··· Entries shown ···

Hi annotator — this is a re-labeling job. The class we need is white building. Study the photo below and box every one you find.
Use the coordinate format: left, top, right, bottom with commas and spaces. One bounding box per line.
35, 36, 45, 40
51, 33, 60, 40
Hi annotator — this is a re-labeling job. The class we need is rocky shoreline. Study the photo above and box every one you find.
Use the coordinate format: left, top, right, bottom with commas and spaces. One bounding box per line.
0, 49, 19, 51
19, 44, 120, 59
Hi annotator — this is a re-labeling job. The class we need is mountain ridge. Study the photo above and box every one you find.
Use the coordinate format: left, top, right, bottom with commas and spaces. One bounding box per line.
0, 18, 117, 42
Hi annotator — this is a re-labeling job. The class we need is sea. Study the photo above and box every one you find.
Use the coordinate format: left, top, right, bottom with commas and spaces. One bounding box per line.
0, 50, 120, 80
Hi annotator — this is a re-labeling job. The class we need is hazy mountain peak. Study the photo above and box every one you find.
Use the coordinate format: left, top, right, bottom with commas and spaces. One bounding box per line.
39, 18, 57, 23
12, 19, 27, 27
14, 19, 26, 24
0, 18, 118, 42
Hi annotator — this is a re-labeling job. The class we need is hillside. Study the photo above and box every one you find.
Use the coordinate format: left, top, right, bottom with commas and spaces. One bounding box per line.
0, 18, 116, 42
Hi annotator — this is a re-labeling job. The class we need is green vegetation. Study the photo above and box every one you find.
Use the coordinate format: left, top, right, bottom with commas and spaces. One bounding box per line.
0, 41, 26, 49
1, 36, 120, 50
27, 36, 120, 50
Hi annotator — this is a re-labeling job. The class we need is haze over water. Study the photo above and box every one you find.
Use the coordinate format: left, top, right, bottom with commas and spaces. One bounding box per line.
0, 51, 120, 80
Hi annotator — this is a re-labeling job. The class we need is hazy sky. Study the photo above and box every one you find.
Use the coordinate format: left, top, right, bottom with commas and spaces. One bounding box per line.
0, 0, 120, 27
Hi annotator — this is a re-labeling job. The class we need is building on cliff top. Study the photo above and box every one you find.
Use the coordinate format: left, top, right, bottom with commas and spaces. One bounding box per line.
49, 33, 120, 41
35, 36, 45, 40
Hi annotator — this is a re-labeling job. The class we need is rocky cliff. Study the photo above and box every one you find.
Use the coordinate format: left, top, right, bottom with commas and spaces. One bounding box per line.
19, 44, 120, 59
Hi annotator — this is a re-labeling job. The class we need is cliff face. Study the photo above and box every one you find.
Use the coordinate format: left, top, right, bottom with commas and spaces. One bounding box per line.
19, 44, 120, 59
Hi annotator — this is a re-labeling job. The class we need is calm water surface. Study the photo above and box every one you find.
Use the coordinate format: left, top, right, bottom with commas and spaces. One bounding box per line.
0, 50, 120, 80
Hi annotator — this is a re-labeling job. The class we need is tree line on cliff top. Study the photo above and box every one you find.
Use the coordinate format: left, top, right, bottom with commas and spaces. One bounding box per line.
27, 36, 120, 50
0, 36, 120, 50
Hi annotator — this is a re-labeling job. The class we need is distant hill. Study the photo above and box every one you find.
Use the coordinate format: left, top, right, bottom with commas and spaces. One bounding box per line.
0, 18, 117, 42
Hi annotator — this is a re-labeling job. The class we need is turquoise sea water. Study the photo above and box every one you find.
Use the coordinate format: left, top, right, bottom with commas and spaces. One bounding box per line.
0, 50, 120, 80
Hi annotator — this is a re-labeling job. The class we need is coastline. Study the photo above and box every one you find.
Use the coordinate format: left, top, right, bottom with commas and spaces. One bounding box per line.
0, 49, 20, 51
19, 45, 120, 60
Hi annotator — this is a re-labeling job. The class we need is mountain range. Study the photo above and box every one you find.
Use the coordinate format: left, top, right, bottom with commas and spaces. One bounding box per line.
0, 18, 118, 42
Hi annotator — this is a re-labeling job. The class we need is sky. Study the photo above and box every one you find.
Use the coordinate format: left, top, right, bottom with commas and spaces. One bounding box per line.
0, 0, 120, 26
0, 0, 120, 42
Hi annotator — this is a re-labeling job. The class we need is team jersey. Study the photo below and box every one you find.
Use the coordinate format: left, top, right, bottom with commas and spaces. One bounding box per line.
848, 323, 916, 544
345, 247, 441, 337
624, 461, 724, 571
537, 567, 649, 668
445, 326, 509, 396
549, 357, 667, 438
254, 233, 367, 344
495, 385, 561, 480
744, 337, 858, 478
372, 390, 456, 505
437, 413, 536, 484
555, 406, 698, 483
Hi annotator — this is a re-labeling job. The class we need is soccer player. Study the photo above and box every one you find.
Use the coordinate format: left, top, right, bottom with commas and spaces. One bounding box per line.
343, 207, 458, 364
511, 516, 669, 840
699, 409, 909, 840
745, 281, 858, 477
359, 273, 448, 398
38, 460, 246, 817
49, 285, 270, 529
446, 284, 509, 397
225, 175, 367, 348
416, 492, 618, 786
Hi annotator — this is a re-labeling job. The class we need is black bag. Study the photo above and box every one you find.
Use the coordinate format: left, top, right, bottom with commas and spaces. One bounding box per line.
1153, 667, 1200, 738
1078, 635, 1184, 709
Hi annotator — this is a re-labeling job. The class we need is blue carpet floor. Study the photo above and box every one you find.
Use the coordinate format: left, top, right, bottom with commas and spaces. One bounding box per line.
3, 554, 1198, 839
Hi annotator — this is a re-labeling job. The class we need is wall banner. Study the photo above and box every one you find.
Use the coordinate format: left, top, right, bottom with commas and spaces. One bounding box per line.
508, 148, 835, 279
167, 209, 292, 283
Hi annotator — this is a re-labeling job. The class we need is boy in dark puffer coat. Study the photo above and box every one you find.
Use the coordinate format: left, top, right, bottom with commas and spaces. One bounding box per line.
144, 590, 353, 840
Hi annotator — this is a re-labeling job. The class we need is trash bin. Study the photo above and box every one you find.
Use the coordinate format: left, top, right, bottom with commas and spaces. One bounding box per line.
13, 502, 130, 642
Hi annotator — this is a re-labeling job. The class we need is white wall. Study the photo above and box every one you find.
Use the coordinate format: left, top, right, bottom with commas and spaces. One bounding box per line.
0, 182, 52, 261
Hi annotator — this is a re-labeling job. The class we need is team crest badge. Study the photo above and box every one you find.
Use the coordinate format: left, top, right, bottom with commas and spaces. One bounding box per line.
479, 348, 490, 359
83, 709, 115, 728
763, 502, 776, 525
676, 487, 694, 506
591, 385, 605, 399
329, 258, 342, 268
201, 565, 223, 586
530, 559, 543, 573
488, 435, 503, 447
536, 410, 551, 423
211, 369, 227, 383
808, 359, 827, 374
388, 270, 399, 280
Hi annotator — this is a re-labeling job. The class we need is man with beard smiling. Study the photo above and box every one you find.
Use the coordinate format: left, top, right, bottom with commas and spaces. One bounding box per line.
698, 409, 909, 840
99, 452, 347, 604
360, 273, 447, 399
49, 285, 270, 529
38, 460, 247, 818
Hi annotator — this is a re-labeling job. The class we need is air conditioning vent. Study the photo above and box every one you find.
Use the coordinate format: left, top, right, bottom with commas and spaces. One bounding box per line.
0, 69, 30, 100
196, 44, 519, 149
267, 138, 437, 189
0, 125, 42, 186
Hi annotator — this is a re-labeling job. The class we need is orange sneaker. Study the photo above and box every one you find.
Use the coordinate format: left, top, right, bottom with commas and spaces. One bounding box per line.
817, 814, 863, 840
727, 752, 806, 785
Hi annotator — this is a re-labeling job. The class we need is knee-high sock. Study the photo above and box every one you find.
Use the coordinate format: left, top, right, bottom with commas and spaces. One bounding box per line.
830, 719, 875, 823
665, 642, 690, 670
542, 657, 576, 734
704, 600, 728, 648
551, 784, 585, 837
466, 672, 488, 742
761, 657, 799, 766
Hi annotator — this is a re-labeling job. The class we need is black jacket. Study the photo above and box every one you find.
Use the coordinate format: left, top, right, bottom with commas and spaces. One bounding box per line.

···

(Exercise requirements) Taking the entries from their first line through the line with "is hazy mountain", inclusive, restate each line word for word and give nothing else.

(Response below)
Hi annotator — this is a re-labeling job. The class we need is white building. Study the photo below and box every one you find.
Use the coordinate format: left, top, right, bottom with commas and spaces. One bounding box per line.
35, 36, 45, 40
51, 33, 60, 40
Hi annotator — this is a re-labeling job. The class we need is rocky shoreline. Study the photo above and box every one you find.
Use the coordinate format: left, top, right, bottom with commas and spaces. One bounding box per line.
0, 49, 19, 51
19, 44, 120, 59
Hi annotator — this is a re-labeling job. The class we need is mountain ridge. Study the photo above and box every one you find.
Use the coordinate format: left, top, right, bottom with commas and spaces. One bounding box per line.
0, 18, 117, 42
Hi annotator — this is a re-labeling job. The class we need is sea. Study the photo above and box every one you find.
Use the coordinate format: left, top, right, bottom with commas and spaces. One bounding box per line.
0, 50, 120, 80
Hi annotator — this is a re-labeling job. The class we need is hazy mountain peak. Study the photo above and box every one you find.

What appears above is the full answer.